## Source excerpt:
□ □ □ □
Snowdrift.coop supports projects that respect freedoms of access, use, modification, and sharing. What concise term should we use to refer to these types of works?
Confusion around the English word “free”
In English, “free” often means free of charge; but, in other contexts, “free” means freedom. To clarify, some people say “free as in speech not free as in beer” or simply “free as in freedom”.
The lack of clarity for the term “free software” makes for an ineffective search query. “Free culture” is only slightly better. Terms like “software freedom” and “cultural freedom” offer improved clarity but only work in certain grammatical contexts.
“Libre” to clarify freedom
Borrowing from Romance languages, the adjective libre (as in liberty) contrasts with gratis (zero price). For example, the most popular free-as-in-freedom office suite is called LibreOffice. At this time, “libre” remains mostly foreign to the English-speaking world.
“Free/libre” vs “open”
The term open emphasizes access, transparency, and inclusive collaboration. We value these qualities and have designed Snowdrift.coop to promote expanded access, honest communication, and maximum participation.
On its own, “open” can be vague. Open Access works may have restrictions on use, modification, or sharing. Today we see widespread open-washing where the term “open” gets thrown around to sound nice while the products remain restricted. The now-common term “Open Source” also has a problematic software-centric framing1 and focuses mainly on the development process rather than on the overall ethics of a project.
□ □ □ □
Source records:
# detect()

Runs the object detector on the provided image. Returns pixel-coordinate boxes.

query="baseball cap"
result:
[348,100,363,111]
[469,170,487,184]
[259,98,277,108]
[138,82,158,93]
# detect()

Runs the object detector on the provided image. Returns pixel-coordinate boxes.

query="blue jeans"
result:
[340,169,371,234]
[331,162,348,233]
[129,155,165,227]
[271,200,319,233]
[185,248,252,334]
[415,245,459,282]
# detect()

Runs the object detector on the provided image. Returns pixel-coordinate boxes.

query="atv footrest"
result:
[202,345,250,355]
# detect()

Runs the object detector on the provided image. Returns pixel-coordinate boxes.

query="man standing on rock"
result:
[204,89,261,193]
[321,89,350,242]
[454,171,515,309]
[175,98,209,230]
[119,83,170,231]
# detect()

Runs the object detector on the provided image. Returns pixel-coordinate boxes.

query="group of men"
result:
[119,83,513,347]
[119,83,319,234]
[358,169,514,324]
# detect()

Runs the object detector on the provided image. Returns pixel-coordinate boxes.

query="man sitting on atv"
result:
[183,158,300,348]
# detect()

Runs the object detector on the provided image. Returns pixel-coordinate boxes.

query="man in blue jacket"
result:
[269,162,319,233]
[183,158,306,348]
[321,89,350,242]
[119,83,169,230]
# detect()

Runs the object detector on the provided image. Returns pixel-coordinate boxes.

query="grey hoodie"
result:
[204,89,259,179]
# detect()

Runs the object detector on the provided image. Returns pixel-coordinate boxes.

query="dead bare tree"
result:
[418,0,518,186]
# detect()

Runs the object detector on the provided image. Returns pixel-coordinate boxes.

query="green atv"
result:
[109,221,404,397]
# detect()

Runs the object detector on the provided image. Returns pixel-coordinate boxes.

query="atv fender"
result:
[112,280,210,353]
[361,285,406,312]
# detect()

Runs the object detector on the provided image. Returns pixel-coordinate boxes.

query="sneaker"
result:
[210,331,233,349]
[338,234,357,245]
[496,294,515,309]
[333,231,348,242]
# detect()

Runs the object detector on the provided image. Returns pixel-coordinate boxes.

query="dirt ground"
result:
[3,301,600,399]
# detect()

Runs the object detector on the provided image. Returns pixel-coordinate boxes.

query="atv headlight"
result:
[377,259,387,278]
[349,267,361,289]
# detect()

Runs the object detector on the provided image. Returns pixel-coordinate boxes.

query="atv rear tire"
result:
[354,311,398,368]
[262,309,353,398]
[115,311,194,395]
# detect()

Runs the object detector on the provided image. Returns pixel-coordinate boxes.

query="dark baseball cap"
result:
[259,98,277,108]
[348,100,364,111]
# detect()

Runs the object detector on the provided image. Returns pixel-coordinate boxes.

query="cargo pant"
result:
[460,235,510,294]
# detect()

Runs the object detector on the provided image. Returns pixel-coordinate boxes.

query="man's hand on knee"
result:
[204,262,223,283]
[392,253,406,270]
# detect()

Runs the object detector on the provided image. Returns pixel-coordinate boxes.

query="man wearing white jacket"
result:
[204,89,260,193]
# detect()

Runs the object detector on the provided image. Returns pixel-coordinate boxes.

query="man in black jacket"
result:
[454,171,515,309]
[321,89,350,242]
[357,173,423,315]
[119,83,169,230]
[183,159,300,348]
□ □ □ □
## Required actions:
**a)** Update the passage from the text on naming free works: start at the words "Snowdrift.coop supports projects" and stop after "types of works?", changing "concise term" to "short label".
**b)** According to the text on naming free works, what is the most popular free-as-in-freedom office suite called?

## Solutions by task:
**a)**
Snowdrift.coop supports projects that respect freedoms of access, use, modification, and sharing. What short label should we use to refer to these types of works?

**b)** LibreOffice